Reproduce the listing below word for word, from its first line through the line containing "0,27 -> 850,566", with both of those lines included.

-.-.-

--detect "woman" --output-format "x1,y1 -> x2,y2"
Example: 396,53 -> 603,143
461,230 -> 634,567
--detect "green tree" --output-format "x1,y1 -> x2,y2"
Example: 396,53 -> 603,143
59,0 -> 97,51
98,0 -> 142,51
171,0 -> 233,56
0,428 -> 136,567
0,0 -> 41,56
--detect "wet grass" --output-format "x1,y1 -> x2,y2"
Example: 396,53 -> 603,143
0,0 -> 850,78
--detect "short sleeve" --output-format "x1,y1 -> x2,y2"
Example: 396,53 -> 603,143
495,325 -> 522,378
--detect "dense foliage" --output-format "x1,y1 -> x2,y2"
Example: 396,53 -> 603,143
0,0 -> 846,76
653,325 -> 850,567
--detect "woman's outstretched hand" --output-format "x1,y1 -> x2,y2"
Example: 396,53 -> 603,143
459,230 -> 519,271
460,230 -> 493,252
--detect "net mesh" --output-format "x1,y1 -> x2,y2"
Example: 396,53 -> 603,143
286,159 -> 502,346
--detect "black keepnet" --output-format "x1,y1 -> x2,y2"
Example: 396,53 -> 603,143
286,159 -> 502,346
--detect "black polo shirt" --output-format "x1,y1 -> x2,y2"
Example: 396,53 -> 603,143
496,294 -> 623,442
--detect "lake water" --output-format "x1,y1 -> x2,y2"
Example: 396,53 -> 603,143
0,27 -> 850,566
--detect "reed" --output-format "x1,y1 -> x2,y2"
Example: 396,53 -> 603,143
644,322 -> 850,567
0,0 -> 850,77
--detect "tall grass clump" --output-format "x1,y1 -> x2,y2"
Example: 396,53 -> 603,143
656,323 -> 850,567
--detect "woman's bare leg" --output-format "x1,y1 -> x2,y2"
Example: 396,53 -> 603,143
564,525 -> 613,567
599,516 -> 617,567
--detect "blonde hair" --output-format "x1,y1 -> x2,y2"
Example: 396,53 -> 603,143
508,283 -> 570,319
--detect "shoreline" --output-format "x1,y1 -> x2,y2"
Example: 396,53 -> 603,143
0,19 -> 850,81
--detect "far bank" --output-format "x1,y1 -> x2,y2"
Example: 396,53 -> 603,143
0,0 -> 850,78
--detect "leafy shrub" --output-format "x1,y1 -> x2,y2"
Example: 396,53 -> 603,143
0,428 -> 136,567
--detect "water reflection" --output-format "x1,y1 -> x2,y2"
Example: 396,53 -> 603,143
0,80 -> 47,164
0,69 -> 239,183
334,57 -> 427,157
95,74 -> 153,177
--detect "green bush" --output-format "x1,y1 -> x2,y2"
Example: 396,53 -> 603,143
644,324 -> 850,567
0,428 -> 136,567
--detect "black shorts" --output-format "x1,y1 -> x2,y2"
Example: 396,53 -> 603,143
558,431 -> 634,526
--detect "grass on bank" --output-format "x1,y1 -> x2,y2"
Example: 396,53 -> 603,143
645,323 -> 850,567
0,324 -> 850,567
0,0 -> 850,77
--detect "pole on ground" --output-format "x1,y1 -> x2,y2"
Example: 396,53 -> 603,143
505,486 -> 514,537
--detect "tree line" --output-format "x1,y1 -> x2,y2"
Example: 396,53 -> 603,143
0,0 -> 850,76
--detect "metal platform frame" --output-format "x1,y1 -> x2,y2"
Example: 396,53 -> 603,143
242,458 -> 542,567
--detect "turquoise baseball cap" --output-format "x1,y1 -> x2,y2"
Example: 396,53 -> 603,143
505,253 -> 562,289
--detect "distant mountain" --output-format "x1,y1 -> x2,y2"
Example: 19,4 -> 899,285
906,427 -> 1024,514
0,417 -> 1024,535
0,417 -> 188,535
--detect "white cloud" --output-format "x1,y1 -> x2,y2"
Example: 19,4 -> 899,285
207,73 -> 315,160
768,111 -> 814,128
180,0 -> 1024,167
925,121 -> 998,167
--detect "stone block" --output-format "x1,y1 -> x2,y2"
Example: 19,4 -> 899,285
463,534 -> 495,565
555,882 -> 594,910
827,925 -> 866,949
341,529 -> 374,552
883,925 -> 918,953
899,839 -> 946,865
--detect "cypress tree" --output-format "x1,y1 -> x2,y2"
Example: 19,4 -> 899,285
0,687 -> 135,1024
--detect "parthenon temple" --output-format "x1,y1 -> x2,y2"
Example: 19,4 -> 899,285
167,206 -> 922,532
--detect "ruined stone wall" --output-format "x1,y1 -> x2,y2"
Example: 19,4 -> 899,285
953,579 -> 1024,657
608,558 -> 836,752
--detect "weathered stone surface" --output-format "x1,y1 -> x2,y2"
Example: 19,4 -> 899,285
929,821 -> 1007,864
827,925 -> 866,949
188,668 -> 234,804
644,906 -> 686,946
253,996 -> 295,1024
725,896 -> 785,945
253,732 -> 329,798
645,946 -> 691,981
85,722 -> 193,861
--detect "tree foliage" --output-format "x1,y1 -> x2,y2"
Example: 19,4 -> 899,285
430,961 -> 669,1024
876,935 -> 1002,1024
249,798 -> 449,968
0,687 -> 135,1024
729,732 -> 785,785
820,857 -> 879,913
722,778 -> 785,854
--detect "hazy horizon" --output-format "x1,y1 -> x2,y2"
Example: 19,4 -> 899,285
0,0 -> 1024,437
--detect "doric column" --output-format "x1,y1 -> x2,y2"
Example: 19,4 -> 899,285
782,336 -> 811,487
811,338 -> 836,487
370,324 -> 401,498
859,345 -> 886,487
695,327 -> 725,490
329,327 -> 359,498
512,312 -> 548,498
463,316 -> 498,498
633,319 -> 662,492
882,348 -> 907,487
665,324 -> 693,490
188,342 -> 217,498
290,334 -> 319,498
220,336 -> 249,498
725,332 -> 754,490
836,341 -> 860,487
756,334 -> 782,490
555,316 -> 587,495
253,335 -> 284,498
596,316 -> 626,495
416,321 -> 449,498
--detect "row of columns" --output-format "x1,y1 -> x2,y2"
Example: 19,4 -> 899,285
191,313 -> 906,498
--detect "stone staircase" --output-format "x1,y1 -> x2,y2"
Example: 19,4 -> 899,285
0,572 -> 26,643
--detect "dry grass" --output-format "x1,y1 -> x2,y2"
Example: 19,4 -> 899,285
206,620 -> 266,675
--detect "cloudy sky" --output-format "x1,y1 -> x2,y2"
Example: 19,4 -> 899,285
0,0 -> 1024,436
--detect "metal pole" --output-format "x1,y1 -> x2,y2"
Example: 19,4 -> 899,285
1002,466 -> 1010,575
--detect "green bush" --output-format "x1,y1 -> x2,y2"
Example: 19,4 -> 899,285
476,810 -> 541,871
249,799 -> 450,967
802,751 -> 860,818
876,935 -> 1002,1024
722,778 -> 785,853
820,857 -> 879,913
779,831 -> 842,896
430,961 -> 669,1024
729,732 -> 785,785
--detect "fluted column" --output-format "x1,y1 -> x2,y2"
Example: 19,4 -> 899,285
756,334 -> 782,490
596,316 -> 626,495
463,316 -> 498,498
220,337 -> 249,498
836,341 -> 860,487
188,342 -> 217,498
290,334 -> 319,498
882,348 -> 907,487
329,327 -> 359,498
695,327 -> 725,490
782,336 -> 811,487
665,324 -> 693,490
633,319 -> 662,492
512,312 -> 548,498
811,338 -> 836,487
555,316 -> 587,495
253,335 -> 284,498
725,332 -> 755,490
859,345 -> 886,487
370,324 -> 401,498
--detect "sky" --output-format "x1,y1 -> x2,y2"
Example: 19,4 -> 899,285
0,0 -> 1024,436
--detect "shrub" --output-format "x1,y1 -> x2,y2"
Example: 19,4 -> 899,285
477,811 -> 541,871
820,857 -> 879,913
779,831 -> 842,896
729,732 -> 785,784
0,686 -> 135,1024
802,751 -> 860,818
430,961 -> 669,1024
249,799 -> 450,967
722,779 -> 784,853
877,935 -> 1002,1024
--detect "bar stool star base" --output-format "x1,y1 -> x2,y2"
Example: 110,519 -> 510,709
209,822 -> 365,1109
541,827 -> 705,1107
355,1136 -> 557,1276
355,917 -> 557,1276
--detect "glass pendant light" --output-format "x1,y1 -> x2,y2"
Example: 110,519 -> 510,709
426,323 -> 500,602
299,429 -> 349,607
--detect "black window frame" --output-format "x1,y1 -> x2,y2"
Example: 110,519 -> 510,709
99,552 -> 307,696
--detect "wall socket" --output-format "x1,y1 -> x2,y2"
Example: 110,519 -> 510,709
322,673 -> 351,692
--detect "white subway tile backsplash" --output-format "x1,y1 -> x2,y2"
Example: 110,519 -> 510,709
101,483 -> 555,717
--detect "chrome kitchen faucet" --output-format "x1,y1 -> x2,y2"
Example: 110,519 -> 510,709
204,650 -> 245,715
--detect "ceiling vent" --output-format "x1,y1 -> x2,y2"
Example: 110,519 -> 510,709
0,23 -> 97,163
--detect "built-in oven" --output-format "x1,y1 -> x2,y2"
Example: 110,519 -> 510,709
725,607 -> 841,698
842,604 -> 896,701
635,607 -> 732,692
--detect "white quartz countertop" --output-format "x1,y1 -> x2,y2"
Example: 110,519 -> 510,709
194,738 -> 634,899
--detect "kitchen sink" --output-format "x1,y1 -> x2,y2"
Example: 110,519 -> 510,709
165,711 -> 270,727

-.-.-

**Task result**
--detect "woman" --output-format "x1,y1 -> x2,y2"
Example: 396,53 -> 603,143
461,230 -> 634,567
--detect "green tree" --output-format "x1,y1 -> x2,y2"
Example: 396,53 -> 603,143
59,0 -> 97,51
98,0 -> 142,51
171,0 -> 233,56
0,428 -> 136,567
0,0 -> 41,56
--detect "wet grass" --output-format "x1,y1 -> x2,y2"
Example: 396,53 -> 603,143
0,0 -> 850,78
--detect "short sleeve" --output-format "x1,y1 -> x2,y2"
Example: 396,53 -> 603,143
495,325 -> 522,378
--detect "dense foliage" --output-format "x1,y1 -> x2,y2"
Example: 396,53 -> 603,143
0,0 -> 846,76
653,325 -> 850,567
--detect "woman's outstretched hand" --output-format "x1,y1 -> x2,y2"
Example: 396,53 -> 603,143
459,230 -> 519,271
460,230 -> 493,252
--detect "net mesh" --output-format "x1,y1 -> x2,y2"
Example: 396,53 -> 603,143
286,159 -> 502,346
--detect "black keepnet" --output-format "x1,y1 -> x2,y2"
Example: 396,53 -> 603,143
286,159 -> 502,346
--detect "black polo shirt" --output-format "x1,y1 -> x2,y2"
Example: 396,53 -> 603,143
496,294 -> 623,442
--detect "lake water" --output-format "x1,y1 -> x2,y2"
Example: 396,53 -> 603,143
0,27 -> 850,566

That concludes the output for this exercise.